#### WRITTEN REQUEST
Pick out each line in the rows below that contains the string "blue", and copy those lines in full.

#### INPUT DATA
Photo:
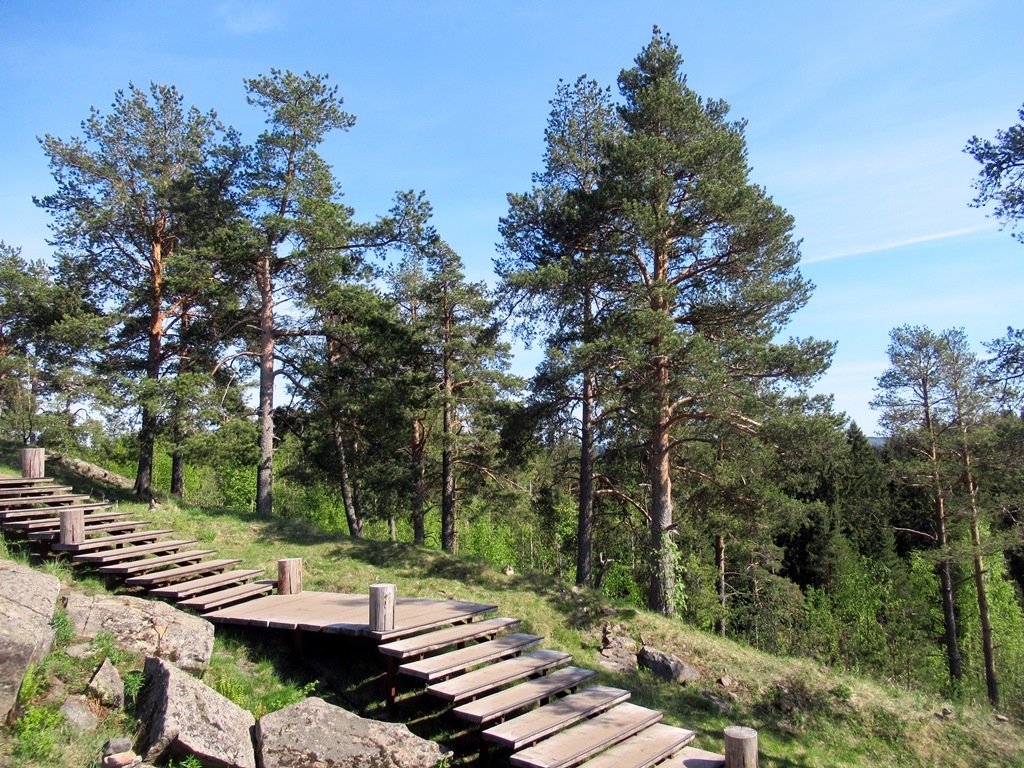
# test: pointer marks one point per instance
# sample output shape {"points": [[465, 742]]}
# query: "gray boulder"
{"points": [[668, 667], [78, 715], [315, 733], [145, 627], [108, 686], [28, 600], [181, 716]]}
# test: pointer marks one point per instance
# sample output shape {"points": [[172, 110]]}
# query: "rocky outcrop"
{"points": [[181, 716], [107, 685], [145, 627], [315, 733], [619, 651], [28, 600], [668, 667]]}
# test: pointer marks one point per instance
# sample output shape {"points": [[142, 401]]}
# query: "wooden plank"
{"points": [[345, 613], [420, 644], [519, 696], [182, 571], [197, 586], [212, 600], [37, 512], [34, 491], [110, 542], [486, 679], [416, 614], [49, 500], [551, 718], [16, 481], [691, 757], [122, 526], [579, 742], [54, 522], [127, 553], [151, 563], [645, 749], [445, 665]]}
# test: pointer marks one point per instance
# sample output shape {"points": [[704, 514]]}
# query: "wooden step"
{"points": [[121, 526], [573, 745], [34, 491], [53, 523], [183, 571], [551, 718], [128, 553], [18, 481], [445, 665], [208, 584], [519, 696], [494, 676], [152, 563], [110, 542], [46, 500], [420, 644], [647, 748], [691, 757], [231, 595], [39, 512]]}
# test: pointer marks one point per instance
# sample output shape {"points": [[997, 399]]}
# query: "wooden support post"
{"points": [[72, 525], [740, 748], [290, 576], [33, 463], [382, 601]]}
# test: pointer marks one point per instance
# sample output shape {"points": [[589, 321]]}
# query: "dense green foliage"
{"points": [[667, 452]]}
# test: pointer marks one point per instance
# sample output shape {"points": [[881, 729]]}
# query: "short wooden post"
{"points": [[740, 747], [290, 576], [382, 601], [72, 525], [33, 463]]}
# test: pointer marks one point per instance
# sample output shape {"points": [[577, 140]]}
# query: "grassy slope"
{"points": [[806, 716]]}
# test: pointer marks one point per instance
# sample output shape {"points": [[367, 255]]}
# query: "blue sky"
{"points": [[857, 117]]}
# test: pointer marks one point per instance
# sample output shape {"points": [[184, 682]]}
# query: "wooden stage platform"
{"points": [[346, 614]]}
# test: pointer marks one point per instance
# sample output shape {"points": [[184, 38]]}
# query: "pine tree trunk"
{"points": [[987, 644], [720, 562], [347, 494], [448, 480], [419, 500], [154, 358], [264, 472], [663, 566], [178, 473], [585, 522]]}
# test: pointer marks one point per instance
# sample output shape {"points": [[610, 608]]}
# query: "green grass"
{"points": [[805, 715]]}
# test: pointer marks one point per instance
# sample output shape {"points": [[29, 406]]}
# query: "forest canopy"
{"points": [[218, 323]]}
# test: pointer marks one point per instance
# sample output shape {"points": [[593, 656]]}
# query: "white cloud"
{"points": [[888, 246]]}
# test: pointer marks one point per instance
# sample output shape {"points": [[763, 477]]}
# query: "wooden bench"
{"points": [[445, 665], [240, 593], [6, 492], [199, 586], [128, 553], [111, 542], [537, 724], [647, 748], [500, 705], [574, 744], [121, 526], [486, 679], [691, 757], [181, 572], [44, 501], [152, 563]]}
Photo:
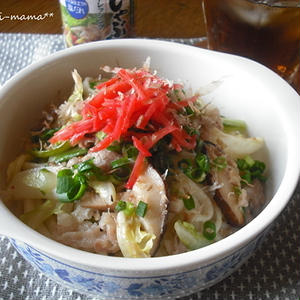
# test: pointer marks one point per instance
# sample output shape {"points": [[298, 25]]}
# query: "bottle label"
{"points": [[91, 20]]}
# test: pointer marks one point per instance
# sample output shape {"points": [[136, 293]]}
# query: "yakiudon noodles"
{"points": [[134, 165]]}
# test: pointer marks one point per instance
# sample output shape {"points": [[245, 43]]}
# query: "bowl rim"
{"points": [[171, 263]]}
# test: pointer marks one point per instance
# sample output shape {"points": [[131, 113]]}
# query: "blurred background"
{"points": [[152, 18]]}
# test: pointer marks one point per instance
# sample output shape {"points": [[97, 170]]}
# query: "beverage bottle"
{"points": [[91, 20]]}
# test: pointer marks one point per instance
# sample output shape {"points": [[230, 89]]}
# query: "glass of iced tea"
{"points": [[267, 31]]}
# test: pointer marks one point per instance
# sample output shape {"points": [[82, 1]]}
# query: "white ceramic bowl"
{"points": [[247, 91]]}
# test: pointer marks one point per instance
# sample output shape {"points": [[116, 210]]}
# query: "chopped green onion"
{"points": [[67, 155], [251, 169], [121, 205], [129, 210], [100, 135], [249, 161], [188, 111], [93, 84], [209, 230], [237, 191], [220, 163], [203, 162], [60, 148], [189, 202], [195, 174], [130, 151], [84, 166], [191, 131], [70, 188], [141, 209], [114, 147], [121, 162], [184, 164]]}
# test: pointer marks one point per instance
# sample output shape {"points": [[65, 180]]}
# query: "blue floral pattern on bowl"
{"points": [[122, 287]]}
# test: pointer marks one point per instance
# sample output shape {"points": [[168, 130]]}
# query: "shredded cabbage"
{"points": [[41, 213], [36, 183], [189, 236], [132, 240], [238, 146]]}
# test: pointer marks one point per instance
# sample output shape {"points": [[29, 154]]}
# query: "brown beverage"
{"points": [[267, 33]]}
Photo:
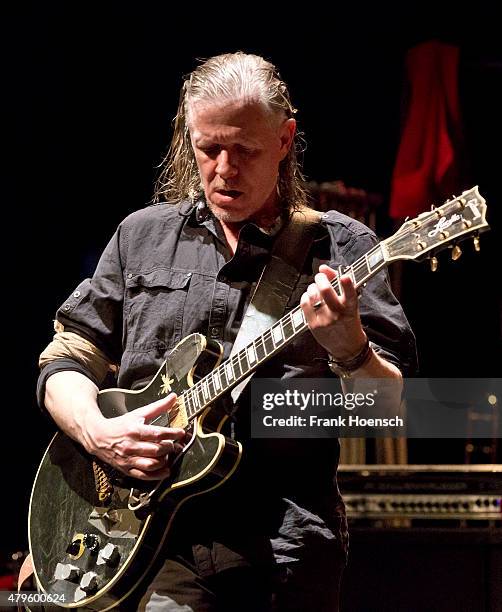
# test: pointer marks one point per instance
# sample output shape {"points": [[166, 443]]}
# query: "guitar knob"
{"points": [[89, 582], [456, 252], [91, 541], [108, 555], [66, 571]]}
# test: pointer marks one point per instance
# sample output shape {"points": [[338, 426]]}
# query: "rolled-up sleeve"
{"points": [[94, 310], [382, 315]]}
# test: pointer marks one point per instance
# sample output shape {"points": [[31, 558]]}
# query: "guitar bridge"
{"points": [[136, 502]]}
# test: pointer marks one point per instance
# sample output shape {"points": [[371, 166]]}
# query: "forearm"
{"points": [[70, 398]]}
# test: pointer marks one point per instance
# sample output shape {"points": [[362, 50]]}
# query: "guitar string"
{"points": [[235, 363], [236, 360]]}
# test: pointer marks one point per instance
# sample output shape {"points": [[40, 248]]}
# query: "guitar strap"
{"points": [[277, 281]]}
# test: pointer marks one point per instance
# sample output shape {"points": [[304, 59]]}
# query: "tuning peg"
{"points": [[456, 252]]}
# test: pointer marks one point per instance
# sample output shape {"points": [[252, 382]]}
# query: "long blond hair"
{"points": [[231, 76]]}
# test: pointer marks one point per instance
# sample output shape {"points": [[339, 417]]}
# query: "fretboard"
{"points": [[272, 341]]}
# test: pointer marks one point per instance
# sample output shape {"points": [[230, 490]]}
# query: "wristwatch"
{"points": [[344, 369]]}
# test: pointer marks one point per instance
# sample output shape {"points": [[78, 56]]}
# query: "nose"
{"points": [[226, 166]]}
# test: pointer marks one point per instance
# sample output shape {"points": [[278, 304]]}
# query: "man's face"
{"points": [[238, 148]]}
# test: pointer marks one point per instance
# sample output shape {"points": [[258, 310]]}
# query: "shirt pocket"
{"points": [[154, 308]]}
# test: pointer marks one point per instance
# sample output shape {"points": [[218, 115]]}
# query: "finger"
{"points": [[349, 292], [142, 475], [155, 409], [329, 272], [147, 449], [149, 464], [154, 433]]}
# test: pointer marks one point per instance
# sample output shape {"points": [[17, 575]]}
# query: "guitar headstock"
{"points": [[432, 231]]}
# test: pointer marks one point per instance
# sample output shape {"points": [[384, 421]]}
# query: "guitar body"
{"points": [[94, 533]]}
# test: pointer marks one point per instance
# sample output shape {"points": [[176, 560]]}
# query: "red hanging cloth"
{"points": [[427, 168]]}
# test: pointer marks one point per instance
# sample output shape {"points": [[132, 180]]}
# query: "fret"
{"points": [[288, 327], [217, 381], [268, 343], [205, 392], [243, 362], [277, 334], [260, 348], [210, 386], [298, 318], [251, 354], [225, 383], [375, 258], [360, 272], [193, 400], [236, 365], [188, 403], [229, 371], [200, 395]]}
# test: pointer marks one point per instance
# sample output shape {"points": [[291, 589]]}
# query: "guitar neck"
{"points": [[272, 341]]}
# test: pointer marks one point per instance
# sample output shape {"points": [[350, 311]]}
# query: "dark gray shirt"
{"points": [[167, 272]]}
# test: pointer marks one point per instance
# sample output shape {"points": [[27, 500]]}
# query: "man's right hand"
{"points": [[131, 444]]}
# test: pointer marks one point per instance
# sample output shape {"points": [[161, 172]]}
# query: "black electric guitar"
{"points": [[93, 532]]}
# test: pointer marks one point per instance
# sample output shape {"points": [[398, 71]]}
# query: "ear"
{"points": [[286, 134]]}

#### TASK SOLUTION
# query: "blue sky"
# query: "blue floral pattern on bowl"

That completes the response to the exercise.